[Point labeling records]

<<<<

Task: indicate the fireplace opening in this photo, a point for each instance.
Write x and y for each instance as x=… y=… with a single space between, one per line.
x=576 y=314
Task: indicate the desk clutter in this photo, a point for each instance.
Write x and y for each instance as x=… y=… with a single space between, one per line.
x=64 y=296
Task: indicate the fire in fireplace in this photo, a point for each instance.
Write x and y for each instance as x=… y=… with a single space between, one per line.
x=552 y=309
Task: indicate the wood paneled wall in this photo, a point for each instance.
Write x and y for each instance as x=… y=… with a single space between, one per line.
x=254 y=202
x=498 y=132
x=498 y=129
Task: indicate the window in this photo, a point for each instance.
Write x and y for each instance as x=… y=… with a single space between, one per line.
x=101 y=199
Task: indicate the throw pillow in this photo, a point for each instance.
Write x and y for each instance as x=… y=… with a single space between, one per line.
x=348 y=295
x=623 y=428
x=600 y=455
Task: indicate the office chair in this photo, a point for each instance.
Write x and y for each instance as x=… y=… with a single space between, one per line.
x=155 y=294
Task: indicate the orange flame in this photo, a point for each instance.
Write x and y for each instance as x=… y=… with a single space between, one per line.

>>>>

- DIRECTIVE:
Please convert all of the records above into a numbered list with one line per item, leaving out any blank lines.

- RESULT FOR THIS TASK:
1. Task: indicate the fireplace opening in this photo, a point for each instance.
2. Write x and y for each instance as x=… y=… with a single space between, one per line.
3. x=576 y=314
4. Task: indicate the desk clutter in this photo, a point for each instance.
5. Write x and y for each instance as x=… y=… with a single space between, one per line.
6. x=64 y=296
7. Task: indicate the fire in fireplace in this photo, a point for each instance.
8. Write x and y for each instance as x=… y=… with a single space between, one per line.
9. x=552 y=309
10. Task: indicate the wood paneled wall in this photo, a point for each instance.
11. Write x and y for each instance as x=… y=… with a single space between, one per line.
12. x=254 y=202
13. x=498 y=132
14. x=498 y=129
15. Task: indicate the window in this photo, a point for each instance.
16. Write x and y for each instance as x=… y=… with a single space between, one per line.
17. x=101 y=199
18. Task: indicate the throw pillow in this photo, a point for each instance.
19. Write x and y for each instance as x=… y=… with a single space between, one per line.
20. x=348 y=295
21. x=623 y=428
22. x=600 y=455
23. Task: indicate the office chair in this photo, a point for each instance.
24. Write x and y for each instance as x=… y=… with a single space between, one per line.
25. x=155 y=294
26. Task: indicate the orange flame in this photo, a point for each instance.
27. Write x and y for each instance as x=… y=… with a single space between, one per line.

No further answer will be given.